**Tarefas:**
1. Copie do trecho sobre Alberto Pasqualini a passagem que começa em "Esse comentário, feito" e termina em "não serão abandonados.".
2. Dê a sequência do trecho sobre Alberto Pasqualini a partir do ponto em que ele termina.

**Trecho da página:**
::::::::

O analfabetismo, a falta de ocupação, a vida difícil e a miséria poderão criar uma grave situação de insegurança que evoluirá como uma criminalidade irreprimível. Todos aqueles que possuem bens e desejam conservá-los deveriam compreender que, quando um esfaimado ronda a porta, é mais seguro dar-lhe meio de vida do que chamar a polícia. Infelizmente, nem todos pesam assim e acham preferível e mais econômico chamar o delegado.

            Esse comentário, feito há cinqüenta anos, continua atualíssimo porque em nossas principais cidades a violência predomina e já surge a geração dos filhos dos chamados meninos e meninas de rua. Ora, eu acho que só haveremos de superar este problema com o desenvolvimento, com a justiça social e com o crescimento de emprego, porque, se o pais receberem um salário condigno os filhos não serão abandonados.

            Defensor do trabalhismo, Pasqualini frisava que era preciso fazer com que os pobres tivessem melhor condição de vida, porque, assim agindo, estavam na esteira de Nosso Senhor, “que defendeu sempre os humildes e os deserdados”. Alberto Pasqualini chegou a ser criticado porque reivindicava para os operários a possibilidade de ir ao cinema, de possuírem rádio e refrigerador, porque dizia:

É melhor conviver com o trabalhador que tem direitos a defender do que aquele que é marginalizado e tem reclamações apenas a fazer.

::::::::

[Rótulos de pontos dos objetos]
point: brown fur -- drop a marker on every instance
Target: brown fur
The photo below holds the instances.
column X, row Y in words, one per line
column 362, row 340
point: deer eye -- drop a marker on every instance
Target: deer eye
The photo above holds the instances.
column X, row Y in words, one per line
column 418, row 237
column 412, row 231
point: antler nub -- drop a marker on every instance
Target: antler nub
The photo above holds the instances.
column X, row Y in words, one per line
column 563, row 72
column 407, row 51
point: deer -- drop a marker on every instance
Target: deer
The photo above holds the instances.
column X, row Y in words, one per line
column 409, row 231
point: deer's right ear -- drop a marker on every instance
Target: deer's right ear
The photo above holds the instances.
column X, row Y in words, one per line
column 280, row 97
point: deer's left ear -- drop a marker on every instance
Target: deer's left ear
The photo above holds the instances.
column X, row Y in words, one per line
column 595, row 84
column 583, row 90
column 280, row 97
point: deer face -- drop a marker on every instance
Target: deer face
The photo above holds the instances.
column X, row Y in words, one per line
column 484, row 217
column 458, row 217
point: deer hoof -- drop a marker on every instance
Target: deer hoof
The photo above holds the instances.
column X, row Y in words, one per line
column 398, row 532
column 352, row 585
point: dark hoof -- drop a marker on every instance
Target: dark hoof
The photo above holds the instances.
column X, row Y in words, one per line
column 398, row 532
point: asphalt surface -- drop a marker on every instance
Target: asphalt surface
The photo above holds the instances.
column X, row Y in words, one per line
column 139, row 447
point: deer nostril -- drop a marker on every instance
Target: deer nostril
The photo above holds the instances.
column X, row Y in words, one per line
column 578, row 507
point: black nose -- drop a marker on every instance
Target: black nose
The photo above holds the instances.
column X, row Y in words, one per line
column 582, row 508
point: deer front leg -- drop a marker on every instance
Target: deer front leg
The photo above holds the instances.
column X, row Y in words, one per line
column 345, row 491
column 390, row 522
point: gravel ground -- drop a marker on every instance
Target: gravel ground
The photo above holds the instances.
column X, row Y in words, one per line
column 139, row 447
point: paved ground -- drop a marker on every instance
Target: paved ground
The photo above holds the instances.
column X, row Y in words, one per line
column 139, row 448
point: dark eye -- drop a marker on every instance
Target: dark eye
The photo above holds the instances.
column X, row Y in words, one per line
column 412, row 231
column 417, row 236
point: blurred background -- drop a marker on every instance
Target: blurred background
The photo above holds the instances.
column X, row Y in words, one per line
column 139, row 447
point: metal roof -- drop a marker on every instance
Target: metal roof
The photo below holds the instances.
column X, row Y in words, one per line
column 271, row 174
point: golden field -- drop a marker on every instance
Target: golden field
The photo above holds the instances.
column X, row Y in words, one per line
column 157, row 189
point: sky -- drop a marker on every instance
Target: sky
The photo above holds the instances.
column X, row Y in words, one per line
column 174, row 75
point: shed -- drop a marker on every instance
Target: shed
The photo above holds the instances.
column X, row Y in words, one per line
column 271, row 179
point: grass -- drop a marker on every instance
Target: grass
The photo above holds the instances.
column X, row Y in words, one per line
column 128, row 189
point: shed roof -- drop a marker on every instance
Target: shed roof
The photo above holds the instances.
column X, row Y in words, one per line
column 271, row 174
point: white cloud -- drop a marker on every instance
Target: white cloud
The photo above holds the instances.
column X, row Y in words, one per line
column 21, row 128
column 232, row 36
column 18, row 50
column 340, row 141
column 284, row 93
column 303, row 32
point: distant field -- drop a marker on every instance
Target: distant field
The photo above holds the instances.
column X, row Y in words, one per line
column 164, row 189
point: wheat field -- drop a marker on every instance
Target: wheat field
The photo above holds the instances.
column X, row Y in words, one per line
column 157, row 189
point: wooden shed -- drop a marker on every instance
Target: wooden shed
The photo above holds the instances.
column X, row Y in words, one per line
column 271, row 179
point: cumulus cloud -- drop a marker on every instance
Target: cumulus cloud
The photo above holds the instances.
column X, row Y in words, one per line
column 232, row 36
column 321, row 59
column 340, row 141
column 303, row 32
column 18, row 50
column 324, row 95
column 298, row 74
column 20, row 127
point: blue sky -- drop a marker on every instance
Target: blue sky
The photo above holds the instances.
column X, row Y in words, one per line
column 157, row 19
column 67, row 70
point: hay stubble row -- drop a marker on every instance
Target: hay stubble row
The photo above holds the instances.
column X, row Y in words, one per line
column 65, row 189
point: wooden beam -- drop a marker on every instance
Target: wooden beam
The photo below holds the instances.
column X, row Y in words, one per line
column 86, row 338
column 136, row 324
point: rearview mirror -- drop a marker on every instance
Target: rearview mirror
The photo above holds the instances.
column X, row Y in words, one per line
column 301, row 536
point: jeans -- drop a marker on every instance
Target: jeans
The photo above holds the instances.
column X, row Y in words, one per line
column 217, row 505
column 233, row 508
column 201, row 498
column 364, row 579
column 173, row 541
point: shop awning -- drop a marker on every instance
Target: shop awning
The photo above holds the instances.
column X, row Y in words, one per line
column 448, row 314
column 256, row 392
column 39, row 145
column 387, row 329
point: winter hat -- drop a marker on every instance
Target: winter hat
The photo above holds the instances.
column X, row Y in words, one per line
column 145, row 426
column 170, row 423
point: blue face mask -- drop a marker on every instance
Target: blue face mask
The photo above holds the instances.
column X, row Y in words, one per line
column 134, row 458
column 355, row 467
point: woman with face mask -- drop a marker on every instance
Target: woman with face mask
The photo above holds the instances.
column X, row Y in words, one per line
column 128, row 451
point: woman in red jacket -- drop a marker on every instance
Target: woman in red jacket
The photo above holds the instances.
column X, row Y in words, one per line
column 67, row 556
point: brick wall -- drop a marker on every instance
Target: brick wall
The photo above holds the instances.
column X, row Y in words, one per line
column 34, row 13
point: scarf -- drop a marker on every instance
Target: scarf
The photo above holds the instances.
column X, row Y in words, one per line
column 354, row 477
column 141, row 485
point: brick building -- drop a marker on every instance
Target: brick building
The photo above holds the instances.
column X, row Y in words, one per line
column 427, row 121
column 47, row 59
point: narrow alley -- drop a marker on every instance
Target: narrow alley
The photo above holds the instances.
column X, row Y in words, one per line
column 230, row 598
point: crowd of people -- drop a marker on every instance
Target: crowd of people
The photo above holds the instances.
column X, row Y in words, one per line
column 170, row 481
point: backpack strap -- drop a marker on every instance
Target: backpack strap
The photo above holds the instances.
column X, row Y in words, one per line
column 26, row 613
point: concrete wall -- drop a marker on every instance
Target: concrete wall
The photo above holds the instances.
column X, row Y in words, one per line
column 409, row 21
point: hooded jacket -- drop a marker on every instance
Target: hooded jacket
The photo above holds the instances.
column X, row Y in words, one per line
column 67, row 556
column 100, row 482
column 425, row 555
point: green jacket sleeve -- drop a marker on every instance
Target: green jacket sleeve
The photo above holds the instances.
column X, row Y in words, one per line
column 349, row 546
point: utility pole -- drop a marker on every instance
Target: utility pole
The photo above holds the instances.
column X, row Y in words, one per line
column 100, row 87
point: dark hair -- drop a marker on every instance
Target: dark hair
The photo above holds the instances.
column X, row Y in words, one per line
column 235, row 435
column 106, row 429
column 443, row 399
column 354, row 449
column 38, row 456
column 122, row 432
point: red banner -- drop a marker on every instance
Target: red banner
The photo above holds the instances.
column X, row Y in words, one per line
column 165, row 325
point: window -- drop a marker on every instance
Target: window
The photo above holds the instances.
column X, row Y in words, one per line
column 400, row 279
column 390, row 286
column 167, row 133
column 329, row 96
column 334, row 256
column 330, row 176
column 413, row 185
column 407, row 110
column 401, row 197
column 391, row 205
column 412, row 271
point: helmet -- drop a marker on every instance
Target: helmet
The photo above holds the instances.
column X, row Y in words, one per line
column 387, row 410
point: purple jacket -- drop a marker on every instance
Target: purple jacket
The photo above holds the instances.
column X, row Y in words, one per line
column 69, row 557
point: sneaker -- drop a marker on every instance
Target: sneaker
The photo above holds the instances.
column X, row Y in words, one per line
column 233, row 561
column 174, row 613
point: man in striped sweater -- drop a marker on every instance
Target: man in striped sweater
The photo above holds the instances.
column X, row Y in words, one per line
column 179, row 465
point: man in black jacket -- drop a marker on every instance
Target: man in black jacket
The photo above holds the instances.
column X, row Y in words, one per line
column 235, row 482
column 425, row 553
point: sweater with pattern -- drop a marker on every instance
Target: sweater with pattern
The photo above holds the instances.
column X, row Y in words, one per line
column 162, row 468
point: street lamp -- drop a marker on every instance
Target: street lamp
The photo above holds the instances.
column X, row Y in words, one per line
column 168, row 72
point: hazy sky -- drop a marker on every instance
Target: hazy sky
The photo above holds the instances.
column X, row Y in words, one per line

::::::::

**Respostas:**
1.
Esse comentário, feito há cinqüenta anos, continua atualíssimo porque em nossas principais cidades a violência predomina e já surge a geração dos filhos dos chamados meninos e meninas de rua. Ora, eu acho que só haveremos de superar este problema com o desenvolvimento, com a justiça social e com o crescimento de emprego, porque, se o pais receberem um salário condigno os filhos não serão abandonados.

2.
            A atual situação do trabalhador brasileiro não é, nem de longe, a sonhada por Alberto Pasqualini. Na média, o trabalhador ganha muito mal. E freqüentemente tem seus direitos desrespeitados. De outro lado, cresce o trabalho informal. Contudo, a verdade é que o Brasil avançou. Somos, hoje, uma democracia aberta onde, por exemplo, um operário como o Lula, de uma família nordestina que migrou em busca de trabalho, tornou-se um líder nacional pelo seu esforço e talento. Nossa democracia ainda não oferece a indispensável igualdade de oportunidades, mas, o voto é nossa arma mais poderosa para promover a justiça social.

            Meus Colegas, Alberto Pasqualini deixou-nos muitos ensinamentos. Homem de Partido, considerando a vida pública um dever, foi sempre crítico implacável dos políticos oportunistas e fisiológicos que tanto infelicitaram e infelicitam nosso País.

No Brasil, observou Pasqualini, nós, infelizmente, ainda não saímos da era do primitivismo político, caracterizado pelas formações partidárias que atuam em função de pessoas e de interesses menores.

Um verdadeiro partido político, dizia ele, não pode ter apenas objetivos eleitorais, porque, na essência, é instrumento de mobilização social, de difusão de idéias e da educação do povo. A força de um verdadeiro partido político reside, sobretudo, na grandeza dos seus ideais, na sinceridade e na eficiência de sua ação. O partido, a seu ver, deveria ter um programa, uma orientação e uma ética em que o exercício do Governo fosse um ônus a ser arcado em benefício da coletividade.

            Acontece que, infelizmente, ainda estamos mergulhados no primitivismo político, constatado por Pasqualini, e dele não sairemos enquanto não tivermos partidos autênticos, enquanto o nosso eleitor continuar sendo levado a votar em pessoas e não em programas.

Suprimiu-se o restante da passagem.